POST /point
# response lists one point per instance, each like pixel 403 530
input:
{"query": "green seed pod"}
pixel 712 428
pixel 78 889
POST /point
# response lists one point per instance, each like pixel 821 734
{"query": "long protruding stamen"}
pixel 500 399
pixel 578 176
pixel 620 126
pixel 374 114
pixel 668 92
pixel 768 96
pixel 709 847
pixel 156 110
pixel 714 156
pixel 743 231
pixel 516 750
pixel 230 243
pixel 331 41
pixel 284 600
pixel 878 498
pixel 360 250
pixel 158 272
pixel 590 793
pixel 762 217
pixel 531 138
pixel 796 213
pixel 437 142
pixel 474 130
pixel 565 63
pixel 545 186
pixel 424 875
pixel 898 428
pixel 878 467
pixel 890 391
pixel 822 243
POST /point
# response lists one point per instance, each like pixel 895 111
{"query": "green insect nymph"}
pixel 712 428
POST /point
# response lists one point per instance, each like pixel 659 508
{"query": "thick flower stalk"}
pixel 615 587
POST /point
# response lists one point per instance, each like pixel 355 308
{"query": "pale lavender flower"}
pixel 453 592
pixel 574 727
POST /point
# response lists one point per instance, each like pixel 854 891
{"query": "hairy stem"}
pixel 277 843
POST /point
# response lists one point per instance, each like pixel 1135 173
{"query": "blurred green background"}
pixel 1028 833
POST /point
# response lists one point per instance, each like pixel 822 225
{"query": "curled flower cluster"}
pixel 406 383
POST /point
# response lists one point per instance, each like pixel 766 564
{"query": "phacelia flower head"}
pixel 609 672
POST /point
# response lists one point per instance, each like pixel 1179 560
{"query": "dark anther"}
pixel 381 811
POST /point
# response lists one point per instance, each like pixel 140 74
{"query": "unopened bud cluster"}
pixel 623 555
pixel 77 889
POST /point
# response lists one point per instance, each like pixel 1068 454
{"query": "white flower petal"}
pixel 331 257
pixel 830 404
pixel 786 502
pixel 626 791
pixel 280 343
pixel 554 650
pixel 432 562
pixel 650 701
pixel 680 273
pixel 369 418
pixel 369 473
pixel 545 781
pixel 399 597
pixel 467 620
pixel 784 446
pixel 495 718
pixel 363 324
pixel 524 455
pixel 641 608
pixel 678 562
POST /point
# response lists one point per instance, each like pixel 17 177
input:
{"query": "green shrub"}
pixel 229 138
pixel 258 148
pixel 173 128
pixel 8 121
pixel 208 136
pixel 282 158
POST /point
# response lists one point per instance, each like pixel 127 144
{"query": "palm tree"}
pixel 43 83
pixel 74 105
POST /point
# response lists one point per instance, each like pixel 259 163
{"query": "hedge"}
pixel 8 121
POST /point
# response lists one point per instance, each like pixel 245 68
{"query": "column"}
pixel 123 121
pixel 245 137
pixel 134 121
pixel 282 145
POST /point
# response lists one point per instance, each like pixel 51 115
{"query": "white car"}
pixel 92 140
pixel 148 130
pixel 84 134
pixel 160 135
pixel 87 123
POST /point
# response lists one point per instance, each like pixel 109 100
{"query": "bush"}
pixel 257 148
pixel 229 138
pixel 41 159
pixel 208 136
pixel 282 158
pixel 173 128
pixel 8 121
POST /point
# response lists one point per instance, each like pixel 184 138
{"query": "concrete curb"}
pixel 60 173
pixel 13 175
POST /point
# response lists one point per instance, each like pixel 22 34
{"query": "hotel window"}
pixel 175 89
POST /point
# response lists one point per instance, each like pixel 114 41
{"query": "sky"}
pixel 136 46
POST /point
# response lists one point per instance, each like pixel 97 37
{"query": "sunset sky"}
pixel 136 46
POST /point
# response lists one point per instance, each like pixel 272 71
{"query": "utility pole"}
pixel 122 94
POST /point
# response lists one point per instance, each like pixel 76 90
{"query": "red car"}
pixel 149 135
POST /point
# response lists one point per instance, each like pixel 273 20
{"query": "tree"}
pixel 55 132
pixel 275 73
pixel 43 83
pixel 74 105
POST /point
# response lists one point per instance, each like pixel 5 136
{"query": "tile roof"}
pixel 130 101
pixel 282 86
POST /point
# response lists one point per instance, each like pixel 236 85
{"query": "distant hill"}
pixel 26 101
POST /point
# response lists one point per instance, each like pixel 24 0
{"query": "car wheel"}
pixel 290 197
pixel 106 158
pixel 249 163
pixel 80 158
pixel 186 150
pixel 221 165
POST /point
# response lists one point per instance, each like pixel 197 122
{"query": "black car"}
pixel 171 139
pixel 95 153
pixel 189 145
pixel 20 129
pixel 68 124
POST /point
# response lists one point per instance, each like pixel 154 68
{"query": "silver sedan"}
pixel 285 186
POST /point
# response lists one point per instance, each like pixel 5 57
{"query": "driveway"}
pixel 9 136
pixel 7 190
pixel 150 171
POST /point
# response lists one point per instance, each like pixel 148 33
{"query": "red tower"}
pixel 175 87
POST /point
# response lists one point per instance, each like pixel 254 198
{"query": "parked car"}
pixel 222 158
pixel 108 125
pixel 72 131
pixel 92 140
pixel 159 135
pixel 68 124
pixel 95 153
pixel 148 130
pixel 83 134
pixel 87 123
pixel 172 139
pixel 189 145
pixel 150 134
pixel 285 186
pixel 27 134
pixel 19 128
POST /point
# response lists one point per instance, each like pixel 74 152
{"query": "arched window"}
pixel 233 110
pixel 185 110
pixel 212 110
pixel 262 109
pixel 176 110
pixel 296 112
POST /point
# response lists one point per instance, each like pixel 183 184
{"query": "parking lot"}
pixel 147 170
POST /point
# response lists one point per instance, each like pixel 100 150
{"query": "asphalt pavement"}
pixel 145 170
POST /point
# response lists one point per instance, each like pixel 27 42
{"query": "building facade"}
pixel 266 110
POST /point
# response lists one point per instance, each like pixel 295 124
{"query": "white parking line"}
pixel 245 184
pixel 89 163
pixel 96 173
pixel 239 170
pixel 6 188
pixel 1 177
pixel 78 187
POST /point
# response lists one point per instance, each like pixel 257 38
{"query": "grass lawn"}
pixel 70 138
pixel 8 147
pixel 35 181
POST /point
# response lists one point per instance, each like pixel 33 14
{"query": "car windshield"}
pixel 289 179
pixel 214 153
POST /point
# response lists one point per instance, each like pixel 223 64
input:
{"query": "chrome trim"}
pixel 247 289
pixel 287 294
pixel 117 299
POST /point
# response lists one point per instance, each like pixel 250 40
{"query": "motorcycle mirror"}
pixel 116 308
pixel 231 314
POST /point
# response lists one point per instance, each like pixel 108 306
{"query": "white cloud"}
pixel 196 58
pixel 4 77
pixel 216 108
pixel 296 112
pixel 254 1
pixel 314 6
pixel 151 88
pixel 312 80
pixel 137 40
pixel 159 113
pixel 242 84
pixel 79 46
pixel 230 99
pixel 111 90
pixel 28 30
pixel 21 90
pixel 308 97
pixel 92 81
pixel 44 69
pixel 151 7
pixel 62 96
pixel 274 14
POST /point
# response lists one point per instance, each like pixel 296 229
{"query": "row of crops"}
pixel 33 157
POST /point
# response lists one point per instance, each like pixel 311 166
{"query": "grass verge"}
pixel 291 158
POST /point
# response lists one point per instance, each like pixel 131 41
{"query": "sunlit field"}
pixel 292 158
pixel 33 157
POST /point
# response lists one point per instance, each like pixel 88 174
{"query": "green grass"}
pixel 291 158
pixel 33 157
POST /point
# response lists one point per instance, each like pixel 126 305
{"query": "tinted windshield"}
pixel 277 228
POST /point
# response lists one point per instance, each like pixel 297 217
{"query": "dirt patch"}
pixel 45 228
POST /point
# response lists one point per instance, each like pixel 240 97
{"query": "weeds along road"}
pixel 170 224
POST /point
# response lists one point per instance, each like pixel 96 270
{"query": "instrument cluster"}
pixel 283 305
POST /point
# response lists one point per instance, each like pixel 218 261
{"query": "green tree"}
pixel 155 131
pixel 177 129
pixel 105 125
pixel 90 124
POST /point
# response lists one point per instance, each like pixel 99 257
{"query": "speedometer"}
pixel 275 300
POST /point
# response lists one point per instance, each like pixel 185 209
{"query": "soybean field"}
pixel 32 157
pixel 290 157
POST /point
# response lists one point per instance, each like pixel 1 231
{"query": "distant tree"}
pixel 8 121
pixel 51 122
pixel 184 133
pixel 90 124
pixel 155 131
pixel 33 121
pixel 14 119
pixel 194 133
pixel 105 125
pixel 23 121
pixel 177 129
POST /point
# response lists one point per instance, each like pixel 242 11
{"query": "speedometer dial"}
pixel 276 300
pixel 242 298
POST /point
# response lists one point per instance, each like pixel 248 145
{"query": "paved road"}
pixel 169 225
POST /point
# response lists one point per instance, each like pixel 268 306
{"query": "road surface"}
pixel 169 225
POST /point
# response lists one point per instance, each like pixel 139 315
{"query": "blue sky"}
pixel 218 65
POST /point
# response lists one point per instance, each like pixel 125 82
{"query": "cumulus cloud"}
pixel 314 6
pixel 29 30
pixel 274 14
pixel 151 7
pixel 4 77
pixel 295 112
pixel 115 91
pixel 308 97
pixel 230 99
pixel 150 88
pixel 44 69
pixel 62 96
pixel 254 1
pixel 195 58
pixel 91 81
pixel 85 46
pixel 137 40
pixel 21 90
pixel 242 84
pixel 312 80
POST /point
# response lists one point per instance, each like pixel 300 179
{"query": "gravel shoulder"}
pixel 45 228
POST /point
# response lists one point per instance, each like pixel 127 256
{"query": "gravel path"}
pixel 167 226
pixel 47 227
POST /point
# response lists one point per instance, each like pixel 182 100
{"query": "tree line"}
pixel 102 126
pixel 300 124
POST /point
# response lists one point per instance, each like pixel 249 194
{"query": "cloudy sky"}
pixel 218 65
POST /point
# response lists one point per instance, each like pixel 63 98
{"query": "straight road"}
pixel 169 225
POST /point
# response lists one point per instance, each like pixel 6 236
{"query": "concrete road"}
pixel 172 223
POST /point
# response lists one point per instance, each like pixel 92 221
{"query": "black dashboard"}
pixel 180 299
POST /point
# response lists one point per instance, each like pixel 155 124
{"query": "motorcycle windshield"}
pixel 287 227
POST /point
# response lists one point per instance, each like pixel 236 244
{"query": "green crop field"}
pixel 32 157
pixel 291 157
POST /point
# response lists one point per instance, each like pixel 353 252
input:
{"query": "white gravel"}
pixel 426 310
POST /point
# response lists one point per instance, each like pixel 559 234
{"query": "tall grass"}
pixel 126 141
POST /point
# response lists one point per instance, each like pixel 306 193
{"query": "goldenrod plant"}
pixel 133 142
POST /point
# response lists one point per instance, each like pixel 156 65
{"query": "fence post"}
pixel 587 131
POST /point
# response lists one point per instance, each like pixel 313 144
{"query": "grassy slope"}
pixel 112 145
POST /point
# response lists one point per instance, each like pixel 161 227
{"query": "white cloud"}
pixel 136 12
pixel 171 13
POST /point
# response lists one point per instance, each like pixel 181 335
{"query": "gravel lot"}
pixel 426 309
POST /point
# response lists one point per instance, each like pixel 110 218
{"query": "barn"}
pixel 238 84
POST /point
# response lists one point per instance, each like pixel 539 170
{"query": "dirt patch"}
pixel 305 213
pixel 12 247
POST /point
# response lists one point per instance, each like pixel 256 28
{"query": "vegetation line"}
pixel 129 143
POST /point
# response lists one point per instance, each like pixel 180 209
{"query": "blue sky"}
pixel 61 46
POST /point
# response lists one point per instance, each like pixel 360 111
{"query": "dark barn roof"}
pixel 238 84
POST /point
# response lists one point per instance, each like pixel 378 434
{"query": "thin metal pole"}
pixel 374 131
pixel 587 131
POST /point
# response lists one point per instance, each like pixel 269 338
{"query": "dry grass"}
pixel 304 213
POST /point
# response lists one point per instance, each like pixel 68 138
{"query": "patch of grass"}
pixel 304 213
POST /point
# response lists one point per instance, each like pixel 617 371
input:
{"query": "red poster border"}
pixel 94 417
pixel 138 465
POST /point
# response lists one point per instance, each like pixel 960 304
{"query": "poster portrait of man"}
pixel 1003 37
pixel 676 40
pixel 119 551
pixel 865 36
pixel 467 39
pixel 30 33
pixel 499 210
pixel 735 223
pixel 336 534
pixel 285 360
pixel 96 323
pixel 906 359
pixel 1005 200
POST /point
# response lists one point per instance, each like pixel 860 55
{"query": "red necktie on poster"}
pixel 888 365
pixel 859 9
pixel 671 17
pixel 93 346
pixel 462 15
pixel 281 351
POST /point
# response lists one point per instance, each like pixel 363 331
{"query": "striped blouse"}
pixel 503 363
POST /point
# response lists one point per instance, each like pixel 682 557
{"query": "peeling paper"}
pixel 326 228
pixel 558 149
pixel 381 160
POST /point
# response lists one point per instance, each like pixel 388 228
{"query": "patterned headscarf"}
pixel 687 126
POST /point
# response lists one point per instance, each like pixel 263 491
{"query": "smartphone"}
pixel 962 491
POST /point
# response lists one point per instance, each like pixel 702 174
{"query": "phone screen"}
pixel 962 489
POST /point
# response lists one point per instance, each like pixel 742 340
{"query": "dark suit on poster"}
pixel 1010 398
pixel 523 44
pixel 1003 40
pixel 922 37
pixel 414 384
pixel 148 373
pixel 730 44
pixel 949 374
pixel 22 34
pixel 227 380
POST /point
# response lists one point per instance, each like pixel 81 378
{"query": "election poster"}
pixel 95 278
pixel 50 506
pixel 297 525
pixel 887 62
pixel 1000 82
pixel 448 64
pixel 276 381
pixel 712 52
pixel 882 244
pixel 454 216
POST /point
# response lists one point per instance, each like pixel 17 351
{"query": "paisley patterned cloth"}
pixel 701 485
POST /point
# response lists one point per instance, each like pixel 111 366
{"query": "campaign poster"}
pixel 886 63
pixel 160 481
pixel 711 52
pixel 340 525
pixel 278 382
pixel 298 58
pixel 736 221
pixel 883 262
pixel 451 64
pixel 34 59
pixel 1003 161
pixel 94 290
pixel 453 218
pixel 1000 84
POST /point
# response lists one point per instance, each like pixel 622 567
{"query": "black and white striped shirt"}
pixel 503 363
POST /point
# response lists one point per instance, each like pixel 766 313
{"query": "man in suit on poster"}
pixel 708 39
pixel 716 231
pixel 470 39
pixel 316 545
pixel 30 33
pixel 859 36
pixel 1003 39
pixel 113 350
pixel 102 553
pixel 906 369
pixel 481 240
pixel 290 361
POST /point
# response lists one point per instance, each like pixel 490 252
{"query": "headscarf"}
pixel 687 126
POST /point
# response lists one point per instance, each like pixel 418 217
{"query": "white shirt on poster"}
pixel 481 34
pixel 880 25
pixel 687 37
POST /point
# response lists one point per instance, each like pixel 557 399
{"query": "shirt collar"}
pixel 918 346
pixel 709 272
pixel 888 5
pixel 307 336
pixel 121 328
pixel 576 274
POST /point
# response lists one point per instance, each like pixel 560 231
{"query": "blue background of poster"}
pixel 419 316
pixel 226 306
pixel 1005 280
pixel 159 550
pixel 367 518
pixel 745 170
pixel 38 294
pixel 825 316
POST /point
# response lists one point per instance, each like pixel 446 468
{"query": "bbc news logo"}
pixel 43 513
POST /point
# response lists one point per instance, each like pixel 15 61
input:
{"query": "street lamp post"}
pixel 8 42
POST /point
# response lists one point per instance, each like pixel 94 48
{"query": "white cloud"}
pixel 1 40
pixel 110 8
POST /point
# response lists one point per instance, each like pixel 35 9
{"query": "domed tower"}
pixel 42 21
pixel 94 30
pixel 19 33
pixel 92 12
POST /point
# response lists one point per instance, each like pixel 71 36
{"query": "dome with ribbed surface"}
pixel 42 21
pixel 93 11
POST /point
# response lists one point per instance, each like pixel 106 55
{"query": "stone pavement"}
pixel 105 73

=-=-=

Short task: Rewrite the lines from the start of the items through the line holding "pixel 78 889", inclusive, replacing "seed pod" with "seed capsule" and changing nothing else.

Task response:
POST /point
# response lists one point per instance, each like pixel 403 530
input:
{"query": "green seed capsule"}
pixel 712 428
pixel 78 889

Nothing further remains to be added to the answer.